As an example, we’ll pretend that I work in a marketing analytics department at an insurance company. I’m responsible for a marketing report, which I used the rmarkdown package to create, that tracks the number of bound policies from different marketing activities:

## Warning: package 'tibble' was built under R version 3.5.2
## Warning: package 'knitr' was built under R version 3.5.2
Mktg_Activity Policies Target
Partnerships 345 320
E-mail Mktg 434 410
Direct Mail 240 235
Radio 128 100

Having written the report with R Markdown, I will publish the script to RStudio Connect and have Connect create and send the e-mail for me. Once this is done, I’ll turn on both the scheduler and Send email after update options to have Connect re-run the report on a set schedule. By default, the e-mail generated by RStudio Connect looks something like this:

 

Because we haven’t done anything to customize the e-mail notification yet, Connect generated a standard out-of-the-box e-mail. It used the published document name for the e-mail subject, included a link to the report, as well as the time stamp of when it was executed. The e-mail also contains the actual report as an attachment, which can be downloaded and viewed. This is already useful, but in this case I’d like to customize the e-mail to make it more tailored to fit my team’s needs. This is where the blastula package comes in.

blastula allows you to create and send e-mails using R. It works similarly to the Shiny package, but instead of writing R code to create an interactive application, you write R code to create an HTML e-mail that can be rendered across a wide variety of e-mail providers. Once you’ve programmatically created an HTML e-mail, bastula can also be used to send out that e-mail programmatically.

To create your custom e-mail, simply add a new R code chunk at the bottom of your R Markdown script. You can use the code chunk option include = FALSE so that your R code isn’t printed in your actual RMardown report, since that wouldn’t be very helpful to whoever is reading the report:

# load the blastula package
library("blastula")

# create a simple e-mail
email <- compose_email(body = "Insert your e-mail body here",
                       footer = "Insert your e-mail footer here")

# preview e-mail in Viewer pane
preview_email(email)

 

blastula supports string interpolation, meaning it can display the value of an R variable rather than simply printing your R code as regular old text. The way to tell blastula what’s R code, vs. what’s just text, is by adding curly braces around anything you want to be interpreted as R:

# create an e-mail with R code

email_body <- 
"

________________________________________

_REQUIRED ACTIONS_.
a - From the passage on customizing report e-mails, reproduce the text from "# create a simple" up to and including "preview_email(email)".
b - According to the passage on customizing report e-mails, why should the new R code chunk use the option include = FALSE? Answer in one to three sentences.

_RAW DATA_.

________________________________________

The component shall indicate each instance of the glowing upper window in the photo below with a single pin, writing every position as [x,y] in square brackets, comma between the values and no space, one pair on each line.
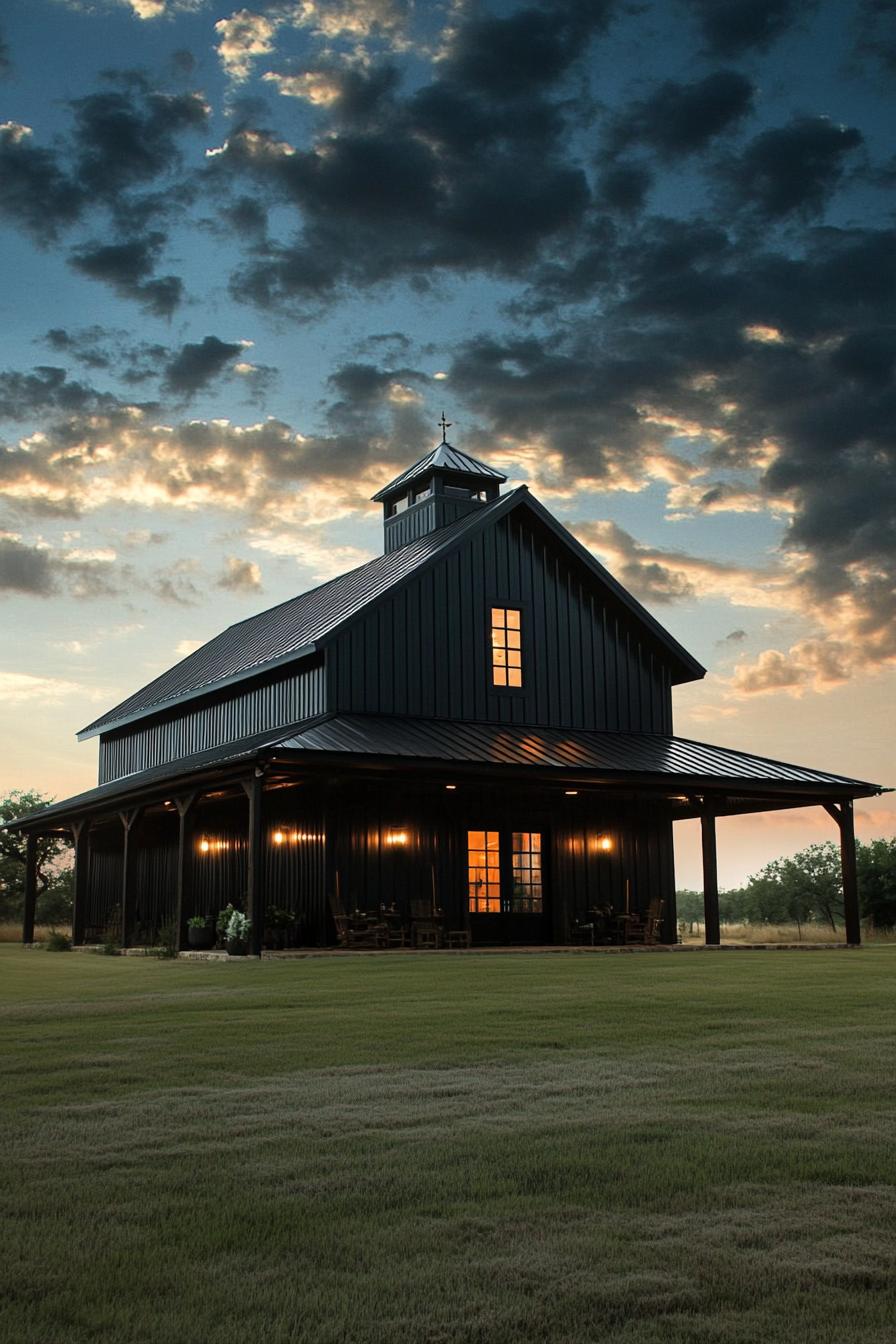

________________________________________

_SOLUTIONS_.
a -
# create a simple e-mail
email <- compose_email(body = "Insert your e-mail body here",
                       footer = "Insert your e-mail footer here")

# preview e-mail in Viewer pane
preview_email(email)

b - The option keeps the R code from being printed in the report itself. Seeing that code wouldn't be very helpful to whoever reads the report.